__Directions for this task__
Make an exact copy of the data below, leaving out every picture.

======== Extracted records ========

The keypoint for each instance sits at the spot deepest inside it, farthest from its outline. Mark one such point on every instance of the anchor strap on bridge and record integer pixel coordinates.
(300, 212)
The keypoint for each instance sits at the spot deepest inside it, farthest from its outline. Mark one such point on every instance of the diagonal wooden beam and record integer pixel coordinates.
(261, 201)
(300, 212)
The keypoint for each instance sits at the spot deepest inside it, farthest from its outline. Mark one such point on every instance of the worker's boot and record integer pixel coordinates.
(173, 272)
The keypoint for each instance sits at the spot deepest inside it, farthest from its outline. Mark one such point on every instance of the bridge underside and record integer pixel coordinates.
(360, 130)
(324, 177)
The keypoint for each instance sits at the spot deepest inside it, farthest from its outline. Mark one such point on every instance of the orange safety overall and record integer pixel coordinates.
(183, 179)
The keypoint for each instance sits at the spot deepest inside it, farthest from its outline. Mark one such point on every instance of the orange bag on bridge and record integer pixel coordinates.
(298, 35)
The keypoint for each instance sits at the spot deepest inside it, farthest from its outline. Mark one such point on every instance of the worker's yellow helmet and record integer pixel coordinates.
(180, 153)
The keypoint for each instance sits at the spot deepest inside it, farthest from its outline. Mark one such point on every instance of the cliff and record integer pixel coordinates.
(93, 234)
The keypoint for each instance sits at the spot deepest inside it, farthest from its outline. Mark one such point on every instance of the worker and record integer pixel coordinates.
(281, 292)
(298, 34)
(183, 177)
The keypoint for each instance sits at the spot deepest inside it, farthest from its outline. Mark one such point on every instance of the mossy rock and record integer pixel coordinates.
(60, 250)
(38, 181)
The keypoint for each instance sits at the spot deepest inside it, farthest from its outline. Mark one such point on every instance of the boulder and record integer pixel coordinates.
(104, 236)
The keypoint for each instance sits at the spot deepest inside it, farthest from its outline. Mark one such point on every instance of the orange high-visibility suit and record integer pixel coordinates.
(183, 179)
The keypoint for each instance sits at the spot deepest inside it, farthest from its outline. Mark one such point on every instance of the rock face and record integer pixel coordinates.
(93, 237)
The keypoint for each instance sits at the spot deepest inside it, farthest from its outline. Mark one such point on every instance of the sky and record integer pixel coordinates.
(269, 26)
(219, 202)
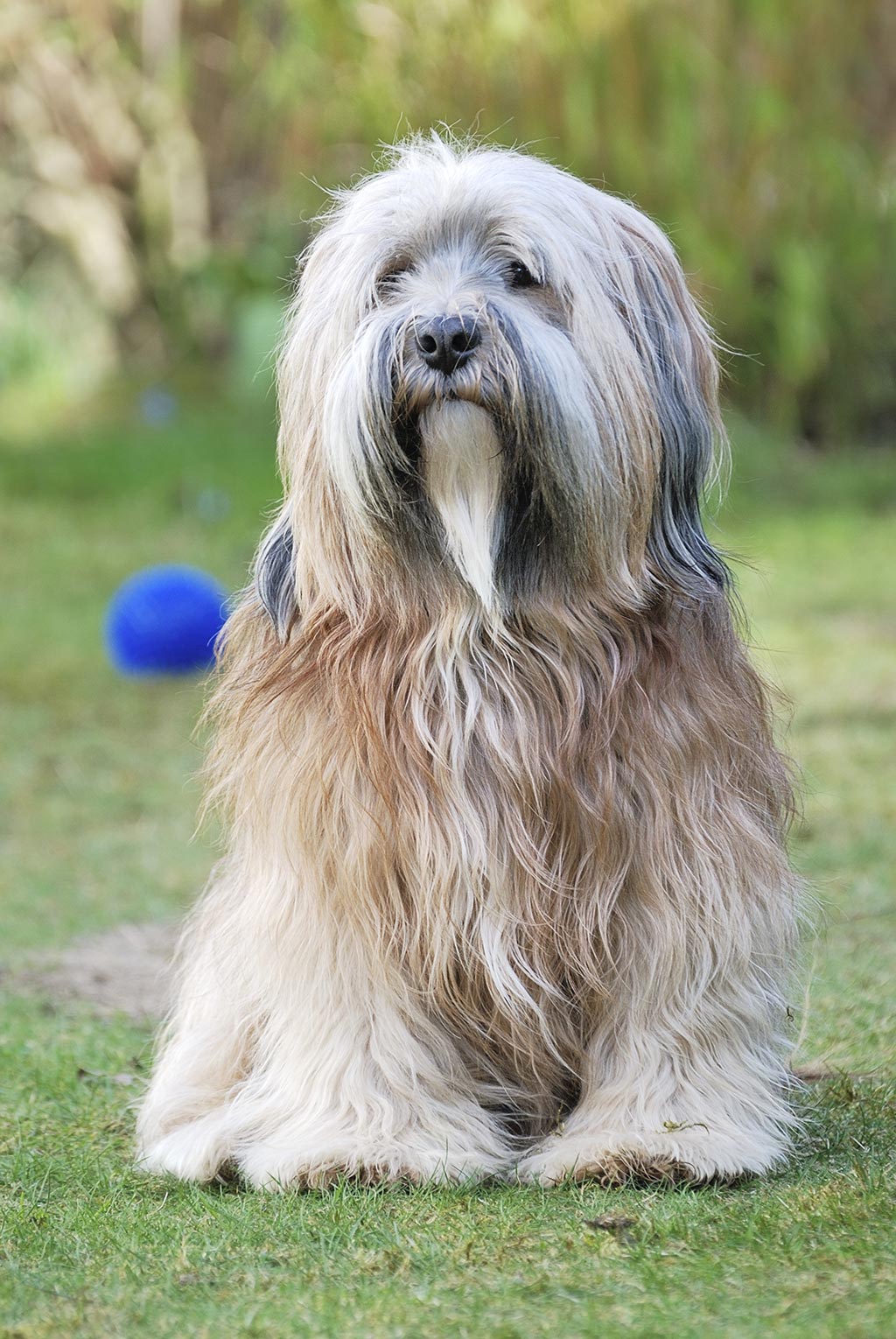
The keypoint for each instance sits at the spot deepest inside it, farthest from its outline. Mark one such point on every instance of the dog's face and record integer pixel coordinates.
(494, 374)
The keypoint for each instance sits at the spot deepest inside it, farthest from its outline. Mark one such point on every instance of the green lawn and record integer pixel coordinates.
(98, 809)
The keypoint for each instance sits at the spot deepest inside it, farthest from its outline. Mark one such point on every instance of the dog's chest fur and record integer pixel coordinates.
(477, 793)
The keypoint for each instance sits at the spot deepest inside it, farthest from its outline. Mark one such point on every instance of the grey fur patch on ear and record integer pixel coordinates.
(676, 348)
(275, 576)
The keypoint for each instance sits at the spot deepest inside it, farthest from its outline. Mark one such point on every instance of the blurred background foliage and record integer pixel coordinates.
(159, 161)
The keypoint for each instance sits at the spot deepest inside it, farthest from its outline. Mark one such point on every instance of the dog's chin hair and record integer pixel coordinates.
(461, 457)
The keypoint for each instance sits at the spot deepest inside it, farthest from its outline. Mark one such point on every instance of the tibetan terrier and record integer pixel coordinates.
(504, 888)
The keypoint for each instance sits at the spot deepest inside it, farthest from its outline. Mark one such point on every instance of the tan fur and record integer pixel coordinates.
(487, 866)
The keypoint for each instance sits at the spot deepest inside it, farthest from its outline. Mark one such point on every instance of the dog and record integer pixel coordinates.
(505, 888)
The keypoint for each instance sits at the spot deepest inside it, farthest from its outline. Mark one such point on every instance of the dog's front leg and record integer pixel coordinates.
(683, 1078)
(340, 1071)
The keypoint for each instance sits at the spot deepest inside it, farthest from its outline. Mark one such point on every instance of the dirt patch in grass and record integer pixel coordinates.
(119, 971)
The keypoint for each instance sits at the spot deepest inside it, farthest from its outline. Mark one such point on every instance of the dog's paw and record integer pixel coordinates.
(283, 1164)
(686, 1156)
(192, 1152)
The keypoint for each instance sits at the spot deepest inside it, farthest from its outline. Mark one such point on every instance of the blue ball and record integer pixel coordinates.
(165, 620)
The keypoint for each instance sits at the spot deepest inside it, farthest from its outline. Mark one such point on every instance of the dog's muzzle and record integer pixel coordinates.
(446, 343)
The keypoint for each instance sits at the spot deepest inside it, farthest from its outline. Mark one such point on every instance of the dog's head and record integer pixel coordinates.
(494, 376)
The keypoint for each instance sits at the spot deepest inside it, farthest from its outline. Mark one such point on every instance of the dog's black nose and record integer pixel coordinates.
(448, 341)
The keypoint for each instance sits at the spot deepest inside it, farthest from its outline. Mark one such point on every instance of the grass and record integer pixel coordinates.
(98, 805)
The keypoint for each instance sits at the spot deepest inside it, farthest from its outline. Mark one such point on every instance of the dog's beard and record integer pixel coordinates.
(461, 466)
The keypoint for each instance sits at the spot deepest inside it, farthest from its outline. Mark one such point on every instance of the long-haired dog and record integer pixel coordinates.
(504, 887)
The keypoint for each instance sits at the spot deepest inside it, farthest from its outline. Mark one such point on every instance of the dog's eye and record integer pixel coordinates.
(520, 276)
(390, 279)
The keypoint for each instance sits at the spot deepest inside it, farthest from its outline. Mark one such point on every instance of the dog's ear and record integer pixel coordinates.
(676, 350)
(275, 576)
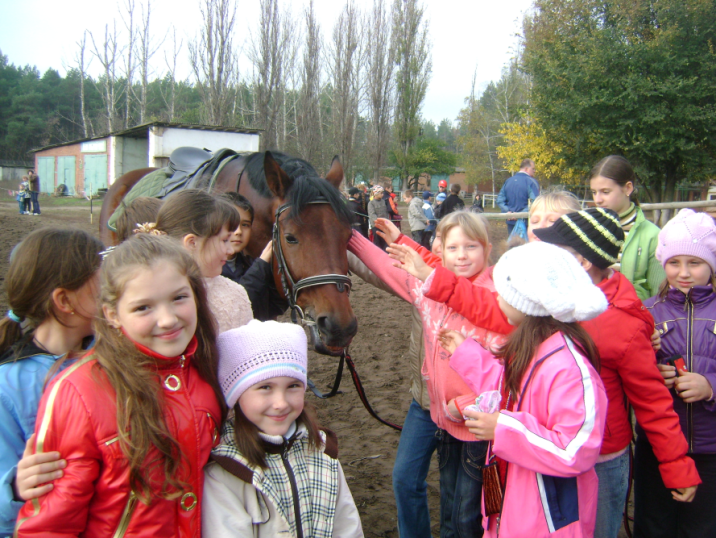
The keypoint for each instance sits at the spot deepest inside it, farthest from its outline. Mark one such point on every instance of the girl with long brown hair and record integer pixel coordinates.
(51, 288)
(136, 417)
(547, 430)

========

__Full response__
The keypoint for each instance sits at the spot deepest inside it, farthest from its outline. Mark one such point on every instance of the anchor strap on bridge and record integer pixel coordinates.
(300, 212)
The keypoint for each instance sits at the spot deepest inside it, farthest from its outline. Mark one such point on every instance of the diagonal wooden beam and record integer pixel coordinates.
(261, 201)
(300, 212)
The keypoint for each instance sits at the spot deepest inside it, farthest from its outline. Mark one such point on every instance of the worker's boot and record integer pixel coordinates.
(173, 272)
The keypoint for each instance sits at the spot deepest inside it, farthest from its outline. Mark one such point on every instance of the bridge underside and record integer pixel coordinates.
(360, 130)
(324, 177)
The keypoint for each instance sits at the spot deepest inside it, farthest from its outline. Mark one such point on every instance of the orange safety overall and record integer pixel coordinates.
(183, 179)
The keypoint for each instance sits at the spot deepest inside it, farthest from its outline. Mark one such point on every instance of the orange bag on bridge and record integer pixel coordinates.
(298, 35)
The keypoint for each instance sits at the spot deepest inside it, farthest from its outline. Mark one such point on every instance of the worker's yellow helmet and record integer pixel coordinates.
(180, 153)
The keypoint for each instance sits at the spot deepest inside it, farthest from its outline. Mark one such point on every instance of the cliff and record integer pixel coordinates.
(93, 234)
The keypoint for each instance sits at the spot deepest inside it, farthest from its outline. Mark one such point on every instance of the worker and record integer pixel coordinates.
(281, 292)
(298, 34)
(183, 177)
The keypoint for each instance sits at the spot deepest inside it, farthest from its outline. Mark one such point on every instance of the mossy rock and record integer pixel coordinates.
(60, 250)
(38, 181)
The keypoint for each instance sits at the spot deepest inside it, farthest from its outline. Mark one such point on every instance of the boulder and record integer pixel coordinates.
(104, 236)
The keypoint for each instance sits at the spot deepest inside it, farthest from its outline. Mark one such point on every instance of the orange high-visibility suit and record integer pixel coordinates.
(183, 179)
The keypoint for each instance sits at the spot deepest inside it, farthest from its outline. Mark one such point on every instance of the rock face and record integer pixel coordinates.
(93, 237)
The keypoint for each instance sits at the spot deepest inside it, farthest from its outline. Mark one such point on every instance of the sky and record integer pixel coordinates.
(269, 26)
(219, 202)
The keypoint for each instance sits at the spot deepest inside it, farthest from its outline. Mark one such point on every instance of the dog's face and record integer pixel coordinates.
(494, 374)
The keypoint for each instance sits at the spot deepest inside it, farthest from its outline. Mark one such point on every instance of the green lawn and record integer pixel coordinates.
(98, 809)
The keypoint for each instance sits at the spot deepest inside it, farthest from its outline. Mark one such point on every instance of the dog's chest fur and record integer pixel coordinates.
(477, 793)
The keypoint for each instance sits at the spot deepest inside it, farthest from its outline. Mark one such point on every instance of the grey fur patch on ear and record integer pixel coordinates.
(676, 348)
(275, 576)
The keypoint for each instance sits at the spot deepest inside it, farthest from its outline. Mark one such point on every instance of the blurred background foliage and record integer pixel coordinates.
(159, 161)
The keypoint for each instance sits at the spot deepest inside it, farthest from its outline. Mark one such point on every instance of the dog's chin hair and record integer pixel coordinates.
(461, 457)
The keypoint for each instance sits at the spot deepest inside it, farthest from its outline. Mark one such point on every instance of the tibetan terrier and record integer pixel coordinates.
(504, 888)
The keypoint for each instance sits at the spot deepest inside it, farthest from its outline. Mark one such point on every instance of the tan fur and record integer pixel coordinates.
(487, 866)
The keypoint for each instance sits at the spot deepest inside it, farthest from its outline. Mark one such point on every instance of the dog and record integer pixel coordinates.
(505, 888)
The keypoint for each instance sits at the spot deepest inside it, farthest from its outline. Mark one such point on every instance of the dog's front leg and record integer pixel coordinates.
(683, 1078)
(340, 1071)
The keypoint for each instance sits at the spot deepest inside it, farthest from its outline. Mark one such point on every instance of the dirt patch in grass and record integer pixel coordinates.
(119, 971)
The keypoint for each instance sits at the spot deepest inside it, farthest from its outline. Mark one such point on every instance of the dog's paw and record integer pixel coordinates.
(283, 1164)
(686, 1156)
(192, 1152)
The keypoint for each instance sits at the spot deepest inside it, farthest from its outline. Mark one such point on every instance of the blue ball and record integer pixel coordinates.
(165, 620)
The keypoint for each instance sits at the spot deepest inside it, farthest from its outline. Mark one such point on every instance of the dog's muzzle and record integer pixel coordinates.
(446, 343)
The keypoint for each instance sits at the spot deepest inside it, farthest from its outline. Mark one such point on every instance of the dog's head and record integer pixel coordinates.
(494, 376)
The keypoint for each instance sits at the spot deepest inside it, farthest from its outline. Mark one such point on every instance of the dog's black nose and record integer pixel coordinates.
(448, 341)
The keypoint for each instance sits at the spot deepest inside it, farthest from its outline. Mark one such point on every instance of the grass and record integer pixel coordinates.
(98, 805)
The keypoint for each instance sits at the spot deepest inside it, farthest from its outline. Mark one such point on every instance of the dog's beard and record integer pixel coordinates.
(461, 466)
The keypoint for each instance sits at the spot deepest inside it, farthest from its outline. Mark one such point on every instance of the long-haired dog and record integer pixel coordinates.
(504, 887)
The keypoint for each instance sits at the spot deepest inside it, farthest from its outline. Mark one such point on every instance of the dog's eye and record integer pixel coordinates.
(520, 276)
(390, 279)
The keypoint for each instance sits at the spot deepest inside it, farthest from its outline. Mark one such point on every instance of the dog's ear and record integer pixel coordinates.
(676, 350)
(275, 576)
The keypoint for each instance sits at the spot deepest inside it, farthest from its outline. Mark one such point on every instance of the girl with long brown hair and record integer pixel coordinates.
(51, 288)
(136, 417)
(547, 430)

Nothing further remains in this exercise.